Task prompt: Could every line of the data be copied out once more, exactly?

········

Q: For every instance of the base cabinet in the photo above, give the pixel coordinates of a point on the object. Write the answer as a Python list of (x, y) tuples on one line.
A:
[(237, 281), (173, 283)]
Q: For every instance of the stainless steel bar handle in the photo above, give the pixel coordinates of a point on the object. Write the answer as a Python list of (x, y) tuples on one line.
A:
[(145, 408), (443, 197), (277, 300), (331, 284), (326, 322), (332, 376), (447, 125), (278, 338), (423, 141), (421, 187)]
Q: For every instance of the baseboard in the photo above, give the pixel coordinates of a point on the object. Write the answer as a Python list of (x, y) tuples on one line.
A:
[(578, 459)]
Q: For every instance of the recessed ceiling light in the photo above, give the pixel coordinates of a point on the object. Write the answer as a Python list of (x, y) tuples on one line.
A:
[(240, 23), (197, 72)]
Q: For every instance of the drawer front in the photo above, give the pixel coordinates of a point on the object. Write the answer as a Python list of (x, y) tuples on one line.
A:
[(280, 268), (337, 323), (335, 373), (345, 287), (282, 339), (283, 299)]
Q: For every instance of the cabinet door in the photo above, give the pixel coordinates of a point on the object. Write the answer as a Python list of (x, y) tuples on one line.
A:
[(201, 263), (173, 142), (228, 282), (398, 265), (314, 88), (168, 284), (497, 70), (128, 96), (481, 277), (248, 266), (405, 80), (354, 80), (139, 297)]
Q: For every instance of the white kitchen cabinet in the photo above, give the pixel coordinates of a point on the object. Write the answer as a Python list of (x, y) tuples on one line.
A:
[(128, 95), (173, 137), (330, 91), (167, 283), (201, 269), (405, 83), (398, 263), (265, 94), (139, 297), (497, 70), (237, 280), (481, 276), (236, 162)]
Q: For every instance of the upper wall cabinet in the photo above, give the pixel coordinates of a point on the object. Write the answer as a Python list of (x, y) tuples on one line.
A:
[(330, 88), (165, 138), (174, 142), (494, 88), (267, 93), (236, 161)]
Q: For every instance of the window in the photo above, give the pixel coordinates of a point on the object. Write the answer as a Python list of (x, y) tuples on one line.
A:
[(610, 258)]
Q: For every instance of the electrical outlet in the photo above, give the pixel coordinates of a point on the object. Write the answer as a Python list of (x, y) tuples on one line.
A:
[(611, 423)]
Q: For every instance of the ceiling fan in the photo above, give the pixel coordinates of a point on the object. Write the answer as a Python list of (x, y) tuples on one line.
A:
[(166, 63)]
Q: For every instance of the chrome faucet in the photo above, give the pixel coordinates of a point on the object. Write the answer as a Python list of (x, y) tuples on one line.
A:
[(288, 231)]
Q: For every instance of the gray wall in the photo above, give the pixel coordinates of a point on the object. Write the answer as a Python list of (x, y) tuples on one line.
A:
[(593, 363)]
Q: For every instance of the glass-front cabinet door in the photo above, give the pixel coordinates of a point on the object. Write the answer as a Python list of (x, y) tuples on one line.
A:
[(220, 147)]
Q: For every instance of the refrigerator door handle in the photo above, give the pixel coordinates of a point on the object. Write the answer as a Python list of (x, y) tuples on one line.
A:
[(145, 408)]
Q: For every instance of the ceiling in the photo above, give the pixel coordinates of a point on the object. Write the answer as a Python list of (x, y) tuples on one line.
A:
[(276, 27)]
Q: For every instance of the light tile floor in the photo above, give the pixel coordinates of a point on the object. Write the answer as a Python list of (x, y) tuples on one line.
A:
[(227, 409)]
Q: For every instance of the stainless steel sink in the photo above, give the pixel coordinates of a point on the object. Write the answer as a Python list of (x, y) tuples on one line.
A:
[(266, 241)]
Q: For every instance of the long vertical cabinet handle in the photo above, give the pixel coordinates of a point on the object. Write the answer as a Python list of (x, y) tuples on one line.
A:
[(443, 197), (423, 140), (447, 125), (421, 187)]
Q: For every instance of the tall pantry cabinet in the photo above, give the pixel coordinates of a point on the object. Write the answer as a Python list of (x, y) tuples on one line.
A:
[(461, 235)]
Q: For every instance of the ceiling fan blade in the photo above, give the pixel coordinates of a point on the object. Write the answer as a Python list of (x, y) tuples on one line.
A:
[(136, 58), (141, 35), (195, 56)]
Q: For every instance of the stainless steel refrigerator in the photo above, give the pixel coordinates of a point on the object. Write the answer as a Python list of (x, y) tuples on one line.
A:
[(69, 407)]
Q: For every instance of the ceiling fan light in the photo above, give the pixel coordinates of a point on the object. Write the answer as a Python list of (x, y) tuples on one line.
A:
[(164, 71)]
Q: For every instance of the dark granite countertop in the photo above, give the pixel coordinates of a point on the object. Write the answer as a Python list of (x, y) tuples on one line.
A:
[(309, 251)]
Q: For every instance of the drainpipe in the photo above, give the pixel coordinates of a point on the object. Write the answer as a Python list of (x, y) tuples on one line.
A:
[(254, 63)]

········

Exercise solution:
Q: For every instance of the base cabinet in the photo above, give the pixel coordinates of a point on the object. Write the answer as a Python list of (x, y) tuples on one line.
A:
[(237, 281), (173, 283)]
Q: For every instance of the stainless steel bar handle in the photo above, give the pixel coordinates of a point on the object. Write the answer as a Python list of (x, y) tuples on one line.
A:
[(145, 408), (443, 197), (277, 300), (331, 284), (326, 322), (332, 376), (447, 125), (278, 338), (423, 141), (421, 187)]
Q: For every instance of the baseboard in the photo above, give the pixel coordinates of a point on the object. Write the answer as a Python list of (x, y) tuples on one line.
A:
[(578, 459)]
Q: For every instance of the recessed ceiling light in the photo above, give the pixel coordinates of a point on the object. Write the answer as a Python list of (x, y) tuples on one line.
A:
[(240, 23), (197, 72)]
Q: For every instance of the drawer front in the photo above, give the pixel coordinates of a point on the object. Write the answer as a Python list of (x, y) tuples on one line.
A:
[(280, 268), (337, 323), (335, 373), (345, 287), (282, 339), (283, 299)]
Q: For every instance of the cabinet door in the photo above, give the pixel coordinates of a point on the object. Write the answer as a Python list of (x, y) tuples on one line.
A:
[(201, 263), (173, 142), (228, 282), (398, 265), (314, 88), (168, 284), (497, 70), (128, 96), (481, 277), (248, 266), (405, 80), (354, 80), (139, 297)]
Q: For every instance of the white kitchen cabinet in the photo above, give the pixel coordinates of a point on the object. Write the answer as a Python list of (x, y) tuples on one line.
A:
[(128, 95), (173, 137), (330, 91), (167, 283), (201, 269), (405, 83), (398, 263), (265, 94), (139, 297), (497, 70), (237, 280), (481, 276), (236, 162)]
Q: For every instance of the upper wall cabinet in the photo above, give the pixel coordinates of a point on the object. Write the answer as a Python list of (x, y) tuples on one line.
A:
[(330, 88), (165, 138), (174, 142), (494, 88), (267, 93), (236, 161)]
Q: For every instance of the window in the photo above, give the pixel coordinates of a point on the object. Write the answer as a Python list of (x, y) tuples on one line.
A:
[(610, 258)]
Q: For every instance of the electrical outlet in the photo above, give the pixel coordinates of a point on the object. Write the answer as a Python list of (x, y) tuples on one line.
A:
[(611, 423)]
Q: For every instance of the ceiling fan in the photo above, give the pixel coordinates of a point on the object. Write the answer as a Python list of (x, y) tuples on one line.
A:
[(166, 63)]
Q: For every instance of the chrome faucet in the photo above, give the pixel coordinates of a point on the object. Write the answer as a Python list of (x, y) tuples on one line.
A:
[(288, 231)]
Q: For every instance of the gray wall in the photo above, give the pixel coordinates of a point on the object. Write the answer as a Python list of (x, y) tuples on one line.
A:
[(593, 363)]
Q: For every instance of the glass-front cabinet door in the photo above, give the pixel coordinates of a point on the object. Write the answer as a Python list of (x, y) tuples on one line.
A:
[(220, 147)]
Q: For every instance of the refrigerator door handle in the photo above, give the pixel coordinates of a point on the object. Write the answer as a Python list of (x, y) tuples on one line.
A:
[(145, 408)]
Q: For every instance of the ceiling in the photo above, give the pixel coordinates of a point on the object. Write the answer as a Python list of (x, y) tuples on one line.
A:
[(276, 27)]
Q: For every instance of the light tile floor in the photo above, give the pixel coordinates of a point on the object. Write the answer as a Python list of (x, y) tuples on one line.
A:
[(227, 409)]
Q: For every instance of the stainless steel sink in the photo above, give the pixel coordinates of a point on the object. Write the answer as a Python list of (x, y) tuples on one line.
A:
[(266, 241)]
Q: For every instance of the long vertical cabinet handle in the photo above, give the pixel coordinates of a point on the object. Write the answer as a Python list of (x, y) tuples on one line.
A:
[(443, 197), (423, 140), (447, 125), (421, 187)]
Q: For every instance of the tall pantry cabinet in the photo above, give the pixel coordinates of a point on the object. Write the answer as a Python list of (x, y) tuples on one line.
A:
[(461, 235)]
Q: For every instance of the ceiling fan blade in the photo above, give the pixel coordinates of a point on the object. Write the answer as a Python list of (x, y) tuples on one line.
A:
[(136, 58), (141, 35), (195, 56)]
Q: For every instance of the stainless steel refrigerator in the photo above, give the pixel coordinates of a point on the object. Write the answer as a Python list of (x, y) tuples on one line.
A:
[(69, 407)]
Q: For every instance of the ceiling fan light in the photo above, give the pixel coordinates of a point on the object. Write the answer as a Python list of (x, y) tuples on one line.
A:
[(164, 71)]
Q: For every instance of the dark granite countertop in the photo above, give the pixel coordinates of a point on the object. Write the answer as a Python list of (x, y) tuples on one line.
A:
[(309, 251)]
Q: For every instance of the drainpipe in the photo above, give the pixel coordinates of a point on the object. Write the answer as a Python list of (x, y) tuples on one line.
A:
[(254, 63)]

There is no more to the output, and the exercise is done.